▶ [TEKS]
Atasi Selingkuh dengan Sistem Tangguh
Tinta Media - Mencengangkan! Inilah hasil survei yang dilakukan aplikasi Just Dating terhadap pasangan suami-istri yang melakukan perselingkuhan se-Asia Tenggara. Tenyata, Indonesia menduduki peringkat kedua se-Asia setelah Thailand. Tentu hal ini bukan prestasi yang membanggakan, tetapi penobatan yang membuat sesak dada. Secara garis besar, urutan hasil survei itu menyatakan bahwa 50% responden di Thailand menyatakan pernah berselingkuh. Selanjutnya, 40% responden di Indonesia pernah melakukan hubungan yang tidak sah, disusul 30% negara Singapura & Taiwan. Dan 20% Malaysia dinobatkan sebagai negara yang paling setia terhadap pasangannya. (TribunNews.Com)
Fakta maraknya perselingkuhan menunjukkan betapa lemahnya ikatan pernikahan. Hubungan suami-isteri tidak lagi terjalin harmonis. Hubungan keduanya tidak seperti layaknya dua orang sahabat. Bangunan rumah tangga tidak lagi berdiri kokoh, tetapi sangat rapuh dan bersiap-siap untuk roboh. Mengapa hal ini bisa terjadi?
Banyak faktor yang memicu terjadinya hubungan terlarang ini. Namun, di antara berbagai faktor yang paling menonjol adalah ketertarikan terhadap lawan jenis dari sisi fisik dan materi belaka.
Sekuler-Kapitalisme Biang Perselingkuhan
Dalam sistem Kapitalisme, kehidupan manusia dijamin kebebasannya tanpa batas dalam semua aspek kehidupan. Di bidang ekonomi contohnya, siapa pun punya hak terhadap kepemilikan benda, baik itu barang milik umum ataupun milik negara, terkategori halal atau haram. Di bidang pemerintahan, asas demokrasi menjadikan penguasa bebas membuat aturan atau undang-undang, bahkan yang bertentangan dengan syariat sekalipun, tak terkecuali dalam aspek pergaulan pria dan wanita. Pertemuan kedua lawan jenis ini diberi ruang yang longgar untuk berinteraksi tanpa ada rambu- rambu. Bahkan walau tanpa ada kepentingan yang dibolehkan syariat.

▶ [TUGAS TERTULIS A] Menurut teks tentang perselingkuhan, berapa persen responden di Indonesia yang pernah melakukan hubungan yang tidak sah?
Catatan berikut tidak ada hubungannya dengan teks di atas.

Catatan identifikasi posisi

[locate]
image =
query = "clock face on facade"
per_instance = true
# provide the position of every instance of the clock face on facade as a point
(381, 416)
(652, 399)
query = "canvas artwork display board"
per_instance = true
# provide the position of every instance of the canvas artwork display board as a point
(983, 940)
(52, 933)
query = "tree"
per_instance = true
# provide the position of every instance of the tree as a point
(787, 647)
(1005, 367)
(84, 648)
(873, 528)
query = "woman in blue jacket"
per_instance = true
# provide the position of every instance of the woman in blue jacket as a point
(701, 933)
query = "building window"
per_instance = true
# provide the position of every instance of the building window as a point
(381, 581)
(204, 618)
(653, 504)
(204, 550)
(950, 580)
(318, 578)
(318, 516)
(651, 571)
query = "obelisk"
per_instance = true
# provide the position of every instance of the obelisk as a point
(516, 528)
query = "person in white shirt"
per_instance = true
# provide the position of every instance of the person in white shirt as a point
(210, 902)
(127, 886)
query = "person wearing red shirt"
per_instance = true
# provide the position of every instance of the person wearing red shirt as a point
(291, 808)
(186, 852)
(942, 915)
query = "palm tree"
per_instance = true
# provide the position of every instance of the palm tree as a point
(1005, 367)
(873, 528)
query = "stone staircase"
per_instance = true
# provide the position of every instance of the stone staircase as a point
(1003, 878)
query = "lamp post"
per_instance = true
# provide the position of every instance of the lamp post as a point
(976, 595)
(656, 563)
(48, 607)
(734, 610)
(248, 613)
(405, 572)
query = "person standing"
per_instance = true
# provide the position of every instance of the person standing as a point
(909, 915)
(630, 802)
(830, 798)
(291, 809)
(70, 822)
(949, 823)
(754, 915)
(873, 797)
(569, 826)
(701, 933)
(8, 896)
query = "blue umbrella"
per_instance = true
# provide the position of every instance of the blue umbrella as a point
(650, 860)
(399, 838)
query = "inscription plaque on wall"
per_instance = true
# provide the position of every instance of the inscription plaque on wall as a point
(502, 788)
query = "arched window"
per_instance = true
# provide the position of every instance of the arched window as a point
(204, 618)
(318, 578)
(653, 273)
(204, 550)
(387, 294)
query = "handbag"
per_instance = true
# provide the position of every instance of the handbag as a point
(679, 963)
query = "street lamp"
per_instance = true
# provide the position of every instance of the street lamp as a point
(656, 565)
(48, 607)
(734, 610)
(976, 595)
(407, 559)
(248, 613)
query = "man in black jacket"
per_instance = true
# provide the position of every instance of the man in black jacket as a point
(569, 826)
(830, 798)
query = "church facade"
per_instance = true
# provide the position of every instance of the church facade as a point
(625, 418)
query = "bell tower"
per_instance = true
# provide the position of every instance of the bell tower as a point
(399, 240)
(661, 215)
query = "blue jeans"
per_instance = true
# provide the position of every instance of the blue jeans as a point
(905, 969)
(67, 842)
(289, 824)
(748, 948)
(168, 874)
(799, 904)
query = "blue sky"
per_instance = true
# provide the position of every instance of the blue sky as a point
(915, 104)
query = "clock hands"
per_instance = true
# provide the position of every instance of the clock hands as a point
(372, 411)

▶ [TUGAS TERTULIS B] Identifikasi setiap baris dalam catatan yang memuat kata "white", lalu salin baris-baris tersebut.

▶ [JAWABAN LATIHAN A] Sebanyak 40% responden di Indonesia pernah melakukan hubungan yang tidak sah.

▶ [JAWABAN LATIHAN B]
query = "person in white shirt"
# provide the position of every instance of the person in white shirt as a point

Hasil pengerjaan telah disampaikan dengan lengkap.